◆ Исходный текст:
___

Такая долгая полярная ночь
Шрифт:
Копыто лошади звякнуло об лед. Этот звук заставил меня привстать и посмотреть вперед. Прямо передо мной светились огни Сахаляна (Хайхе) — это Маньчжурия, оккупированная японцами. Мы нарушили границу, перешли ее по амурскому льду, задутому снегом. Натягиваю вожжи, останавливаю лошадь, выскакиваю из саней и с винтовкой в руках замираю около лошади. Подходят все четверо, Сержант спрашивает, что случилось. Я ему бросаю отрывисто: «Хайхе!» Сержант шепотом ругает ездового. А тот новобранец, с дорогой не знаком, доверялся инстинкту лошади. В общем мы как можно тише вернулись на территорию Советского Союза. Сержант умоляет меня никому не говорить обо всем этом. Я даю слово об этом молчать. И молчал многие годы.
Несколько дней я пробыл опять на так мне знакомой гауптвахте. Но те, кто планировал устроить мне публичное судилище в гарнизоне, очевидно, спохватились, что я не ограниченный и тупой человек, что у меня за плечами филологический факультет и что я все время логическими доводами отрицаю то, что мне вменяется в вину. Они поняли, что эффект суда будет не в их пользу. Показательного устрашения не будет. И меня отвезли обратно в тюрьму. Там я попросил водворить меня опять в камеру. В дорогу мне дали немного еды, завернутой в газету. Как этой газете обрадовались Алексеев и Львов!
Накануне 29 января 1941 года я увидел сон, второй сон, который мне
29 января утром я не успел рассказать сон, как меня вызвали из камеры. Оказалось — на суд военного трибунала.

___

◆ Записи:
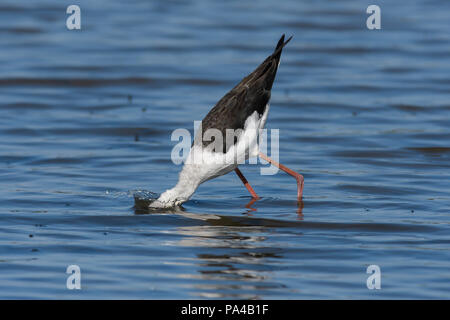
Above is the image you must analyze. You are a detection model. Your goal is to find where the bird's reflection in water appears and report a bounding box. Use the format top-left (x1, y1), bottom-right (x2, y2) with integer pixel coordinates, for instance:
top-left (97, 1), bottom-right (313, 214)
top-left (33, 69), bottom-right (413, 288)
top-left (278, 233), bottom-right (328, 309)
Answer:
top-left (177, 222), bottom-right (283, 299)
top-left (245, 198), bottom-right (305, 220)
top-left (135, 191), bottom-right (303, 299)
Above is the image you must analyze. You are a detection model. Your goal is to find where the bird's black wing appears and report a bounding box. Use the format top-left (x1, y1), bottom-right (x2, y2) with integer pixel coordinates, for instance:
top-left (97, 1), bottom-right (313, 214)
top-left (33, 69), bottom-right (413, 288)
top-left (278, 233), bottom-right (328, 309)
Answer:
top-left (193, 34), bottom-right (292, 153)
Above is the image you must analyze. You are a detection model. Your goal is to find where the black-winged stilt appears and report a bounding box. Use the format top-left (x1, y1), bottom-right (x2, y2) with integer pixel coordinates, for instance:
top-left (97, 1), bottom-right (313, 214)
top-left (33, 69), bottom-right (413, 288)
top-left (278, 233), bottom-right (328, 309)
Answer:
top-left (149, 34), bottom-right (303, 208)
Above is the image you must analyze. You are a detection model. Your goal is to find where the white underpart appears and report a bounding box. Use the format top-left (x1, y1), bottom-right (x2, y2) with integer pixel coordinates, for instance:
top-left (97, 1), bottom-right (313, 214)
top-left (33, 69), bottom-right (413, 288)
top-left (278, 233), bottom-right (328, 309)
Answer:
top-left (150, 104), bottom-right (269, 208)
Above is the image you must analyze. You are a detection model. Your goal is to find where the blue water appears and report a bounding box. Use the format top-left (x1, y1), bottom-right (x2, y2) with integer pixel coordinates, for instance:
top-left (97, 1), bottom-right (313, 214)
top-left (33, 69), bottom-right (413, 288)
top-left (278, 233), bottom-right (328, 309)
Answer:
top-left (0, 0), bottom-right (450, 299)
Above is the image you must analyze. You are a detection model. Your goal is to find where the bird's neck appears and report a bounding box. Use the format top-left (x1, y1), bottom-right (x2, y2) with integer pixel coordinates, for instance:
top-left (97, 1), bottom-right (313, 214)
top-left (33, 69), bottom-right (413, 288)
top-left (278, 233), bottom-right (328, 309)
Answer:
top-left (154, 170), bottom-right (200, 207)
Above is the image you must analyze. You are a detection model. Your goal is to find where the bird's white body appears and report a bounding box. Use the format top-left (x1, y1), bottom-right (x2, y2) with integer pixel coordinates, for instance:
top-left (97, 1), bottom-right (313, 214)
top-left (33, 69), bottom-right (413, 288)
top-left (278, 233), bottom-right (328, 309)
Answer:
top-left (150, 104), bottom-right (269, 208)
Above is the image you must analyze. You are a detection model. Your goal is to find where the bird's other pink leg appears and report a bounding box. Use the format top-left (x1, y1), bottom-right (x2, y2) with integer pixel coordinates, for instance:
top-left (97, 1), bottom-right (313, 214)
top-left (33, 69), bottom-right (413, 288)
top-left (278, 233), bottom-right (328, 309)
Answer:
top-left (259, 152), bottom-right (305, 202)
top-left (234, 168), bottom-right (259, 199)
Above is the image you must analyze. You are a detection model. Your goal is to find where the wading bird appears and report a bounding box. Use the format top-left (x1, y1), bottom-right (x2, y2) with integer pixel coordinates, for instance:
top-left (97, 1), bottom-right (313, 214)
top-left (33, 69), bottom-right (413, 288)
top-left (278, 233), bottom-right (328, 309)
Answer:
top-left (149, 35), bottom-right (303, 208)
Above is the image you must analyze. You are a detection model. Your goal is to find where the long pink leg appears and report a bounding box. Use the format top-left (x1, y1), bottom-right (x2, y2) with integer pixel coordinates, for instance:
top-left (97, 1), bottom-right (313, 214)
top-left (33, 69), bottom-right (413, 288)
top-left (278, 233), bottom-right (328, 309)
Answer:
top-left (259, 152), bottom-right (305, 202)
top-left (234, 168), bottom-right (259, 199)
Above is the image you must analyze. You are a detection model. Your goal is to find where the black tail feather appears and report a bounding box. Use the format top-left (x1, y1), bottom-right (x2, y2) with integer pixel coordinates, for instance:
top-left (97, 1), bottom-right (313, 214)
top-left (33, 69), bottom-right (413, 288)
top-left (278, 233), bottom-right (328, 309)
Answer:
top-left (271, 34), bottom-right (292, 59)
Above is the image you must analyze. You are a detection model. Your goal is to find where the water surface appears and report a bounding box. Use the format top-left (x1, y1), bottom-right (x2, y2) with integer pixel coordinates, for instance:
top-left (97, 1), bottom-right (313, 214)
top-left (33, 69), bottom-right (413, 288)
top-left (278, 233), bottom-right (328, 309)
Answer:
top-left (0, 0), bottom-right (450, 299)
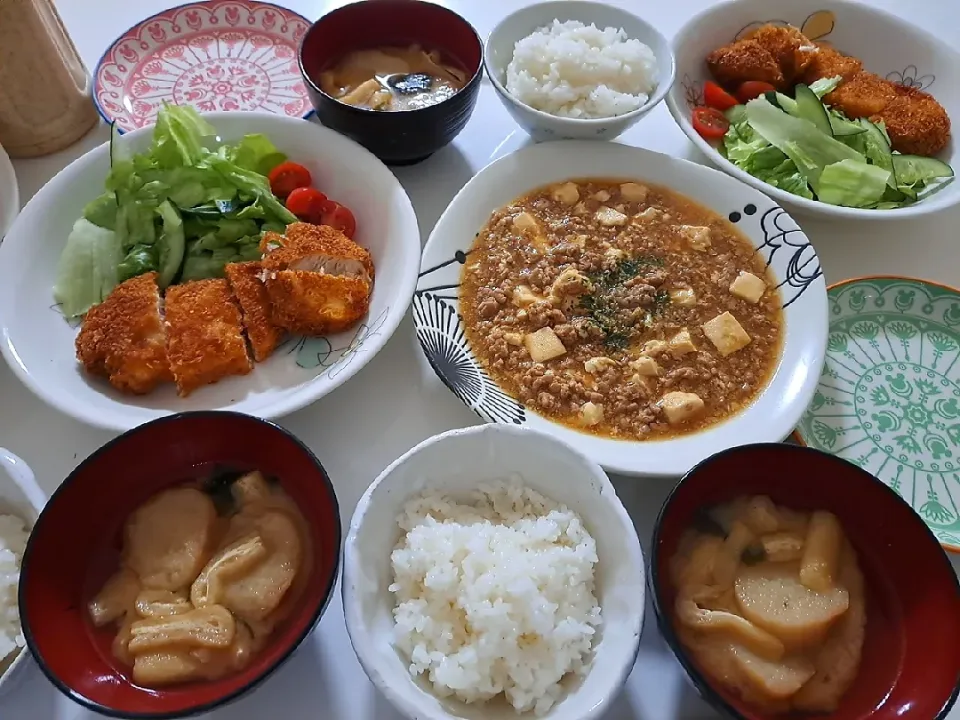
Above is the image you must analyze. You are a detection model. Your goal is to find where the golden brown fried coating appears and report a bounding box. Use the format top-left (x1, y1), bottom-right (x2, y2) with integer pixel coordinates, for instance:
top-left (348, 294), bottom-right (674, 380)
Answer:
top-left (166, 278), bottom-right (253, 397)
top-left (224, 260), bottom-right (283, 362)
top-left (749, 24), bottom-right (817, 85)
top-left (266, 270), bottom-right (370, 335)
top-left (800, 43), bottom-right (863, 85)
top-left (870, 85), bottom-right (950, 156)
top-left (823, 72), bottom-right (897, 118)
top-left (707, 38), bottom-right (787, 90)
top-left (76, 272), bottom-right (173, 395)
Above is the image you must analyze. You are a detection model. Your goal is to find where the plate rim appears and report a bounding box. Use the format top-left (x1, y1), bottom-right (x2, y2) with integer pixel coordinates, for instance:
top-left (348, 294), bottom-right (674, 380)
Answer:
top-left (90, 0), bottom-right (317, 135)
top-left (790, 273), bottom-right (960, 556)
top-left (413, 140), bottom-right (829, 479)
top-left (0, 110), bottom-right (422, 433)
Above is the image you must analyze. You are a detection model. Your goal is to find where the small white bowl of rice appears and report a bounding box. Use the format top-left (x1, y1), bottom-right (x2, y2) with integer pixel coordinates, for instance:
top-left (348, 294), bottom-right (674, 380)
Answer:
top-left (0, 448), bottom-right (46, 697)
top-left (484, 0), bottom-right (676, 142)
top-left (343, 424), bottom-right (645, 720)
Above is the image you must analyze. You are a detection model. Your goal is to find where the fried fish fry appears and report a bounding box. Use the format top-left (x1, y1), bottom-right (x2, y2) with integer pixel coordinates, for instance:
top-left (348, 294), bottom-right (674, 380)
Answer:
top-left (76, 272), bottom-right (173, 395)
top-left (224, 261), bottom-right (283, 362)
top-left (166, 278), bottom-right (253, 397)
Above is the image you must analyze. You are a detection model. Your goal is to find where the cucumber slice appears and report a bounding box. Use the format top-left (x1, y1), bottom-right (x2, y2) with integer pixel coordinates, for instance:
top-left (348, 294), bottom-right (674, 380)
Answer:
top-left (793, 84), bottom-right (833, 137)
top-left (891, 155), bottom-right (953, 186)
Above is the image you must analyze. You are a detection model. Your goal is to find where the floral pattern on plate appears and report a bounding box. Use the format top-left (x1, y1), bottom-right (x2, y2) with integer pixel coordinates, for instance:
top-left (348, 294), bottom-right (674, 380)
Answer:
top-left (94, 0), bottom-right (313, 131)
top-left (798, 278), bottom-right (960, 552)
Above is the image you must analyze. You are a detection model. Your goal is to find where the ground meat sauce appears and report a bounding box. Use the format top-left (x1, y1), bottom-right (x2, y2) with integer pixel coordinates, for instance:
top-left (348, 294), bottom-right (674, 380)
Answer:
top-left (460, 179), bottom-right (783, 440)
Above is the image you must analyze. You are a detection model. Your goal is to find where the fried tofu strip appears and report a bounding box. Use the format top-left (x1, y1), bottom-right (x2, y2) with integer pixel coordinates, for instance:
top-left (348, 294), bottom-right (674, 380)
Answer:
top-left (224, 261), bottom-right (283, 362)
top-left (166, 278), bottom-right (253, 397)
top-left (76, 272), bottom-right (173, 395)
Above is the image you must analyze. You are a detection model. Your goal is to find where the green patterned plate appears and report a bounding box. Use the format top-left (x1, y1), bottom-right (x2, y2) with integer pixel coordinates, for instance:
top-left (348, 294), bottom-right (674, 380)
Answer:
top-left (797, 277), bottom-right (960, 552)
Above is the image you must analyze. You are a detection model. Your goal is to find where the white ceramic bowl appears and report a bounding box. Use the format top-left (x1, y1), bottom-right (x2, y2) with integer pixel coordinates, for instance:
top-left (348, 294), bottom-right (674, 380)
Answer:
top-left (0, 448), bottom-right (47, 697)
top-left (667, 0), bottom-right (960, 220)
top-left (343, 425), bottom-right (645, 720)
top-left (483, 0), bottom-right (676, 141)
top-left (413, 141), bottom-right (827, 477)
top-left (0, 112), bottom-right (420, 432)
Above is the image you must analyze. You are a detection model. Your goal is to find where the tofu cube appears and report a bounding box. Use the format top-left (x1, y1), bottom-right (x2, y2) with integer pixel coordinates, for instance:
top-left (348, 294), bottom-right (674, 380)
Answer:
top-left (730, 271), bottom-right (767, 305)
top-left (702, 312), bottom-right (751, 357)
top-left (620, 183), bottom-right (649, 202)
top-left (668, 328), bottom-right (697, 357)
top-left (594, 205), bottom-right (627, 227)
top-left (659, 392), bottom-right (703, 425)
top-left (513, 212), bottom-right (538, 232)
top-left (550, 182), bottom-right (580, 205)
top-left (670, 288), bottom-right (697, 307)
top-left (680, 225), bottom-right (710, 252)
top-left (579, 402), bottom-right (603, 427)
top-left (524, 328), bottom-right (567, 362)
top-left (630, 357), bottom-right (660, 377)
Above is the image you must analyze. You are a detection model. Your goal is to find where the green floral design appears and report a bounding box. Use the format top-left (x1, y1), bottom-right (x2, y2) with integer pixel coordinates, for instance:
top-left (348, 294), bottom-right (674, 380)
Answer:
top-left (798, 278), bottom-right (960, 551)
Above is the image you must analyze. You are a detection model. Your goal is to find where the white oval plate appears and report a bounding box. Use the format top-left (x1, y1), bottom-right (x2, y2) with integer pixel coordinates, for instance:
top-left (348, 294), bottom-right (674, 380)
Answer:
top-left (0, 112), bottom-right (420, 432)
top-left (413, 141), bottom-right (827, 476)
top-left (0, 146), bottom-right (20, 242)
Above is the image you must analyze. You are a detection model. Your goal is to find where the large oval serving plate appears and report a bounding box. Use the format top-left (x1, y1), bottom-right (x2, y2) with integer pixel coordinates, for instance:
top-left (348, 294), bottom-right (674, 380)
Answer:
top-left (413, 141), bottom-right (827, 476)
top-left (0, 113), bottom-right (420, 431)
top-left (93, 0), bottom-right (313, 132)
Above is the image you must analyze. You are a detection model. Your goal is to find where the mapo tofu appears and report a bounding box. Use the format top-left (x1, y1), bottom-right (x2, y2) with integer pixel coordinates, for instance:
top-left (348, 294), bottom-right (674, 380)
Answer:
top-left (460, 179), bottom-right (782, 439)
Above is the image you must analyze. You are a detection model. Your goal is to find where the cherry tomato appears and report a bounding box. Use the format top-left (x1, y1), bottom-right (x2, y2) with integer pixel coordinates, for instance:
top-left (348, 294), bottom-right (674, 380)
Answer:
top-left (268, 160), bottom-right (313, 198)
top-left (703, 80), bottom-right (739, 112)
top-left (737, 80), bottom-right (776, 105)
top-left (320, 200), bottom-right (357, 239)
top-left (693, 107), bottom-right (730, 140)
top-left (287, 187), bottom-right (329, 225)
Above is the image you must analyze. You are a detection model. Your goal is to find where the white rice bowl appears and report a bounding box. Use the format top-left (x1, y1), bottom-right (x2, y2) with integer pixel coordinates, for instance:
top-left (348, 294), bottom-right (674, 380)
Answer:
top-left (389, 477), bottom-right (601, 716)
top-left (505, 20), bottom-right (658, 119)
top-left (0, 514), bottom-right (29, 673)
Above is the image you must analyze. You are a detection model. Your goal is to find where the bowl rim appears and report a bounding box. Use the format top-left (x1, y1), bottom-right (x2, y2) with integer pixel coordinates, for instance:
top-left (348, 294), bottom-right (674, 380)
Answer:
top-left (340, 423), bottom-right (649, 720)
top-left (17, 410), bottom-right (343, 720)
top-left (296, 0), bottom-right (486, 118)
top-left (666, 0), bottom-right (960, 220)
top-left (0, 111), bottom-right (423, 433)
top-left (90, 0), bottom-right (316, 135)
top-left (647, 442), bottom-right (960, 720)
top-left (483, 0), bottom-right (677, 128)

___

◆ Задания к выполнению:
a: По исходному тексту объясните, почему показательный суд над рассказчиком в гарнизоне так и не состоялся. Уложитесь в одно–три предложения.
b: Выпишите фрагмент исходного текста, начиная словами «Несколько дней я» и заканчивая словами «суд военного трибунала.».

◆ Список решений:
a: Те, кто его планировал, спохватились, что рассказчик не ограниченный и тупой человек. У него за плечами филологический факультет, и он всё время логическими доводами отрицает то, что ему вменяется в вину. Поэтому они поняли, что эффект суда будет не в их пользу.

b:
Несколько дней я пробыл опять на так мне знакомой гауптвахте. Но те, кто планировал устроить мне публичное судилище в гарнизоне, очевидно, спохватились, что я не ограниченный и тупой человек, что у меня за плечами филологический факультет и что я все время логическими доводами отрицаю то, что мне вменяется в вину. Они поняли, что эффект суда будет не в их пользу. Показательного устрашения не будет. И меня отвезли обратно в тюрьму. Там я попросил водворить меня опять в камеру. В дорогу мне дали немного еды, завернутой в газету. Как этой газете обрадовались Алексеев и Львов!
Накануне 29 января 1941 года я увидел сон, второй сон, который мне
29 января утром я не успел рассказать сон, как меня вызвали из камеры. Оказалось — на суд военного трибунала.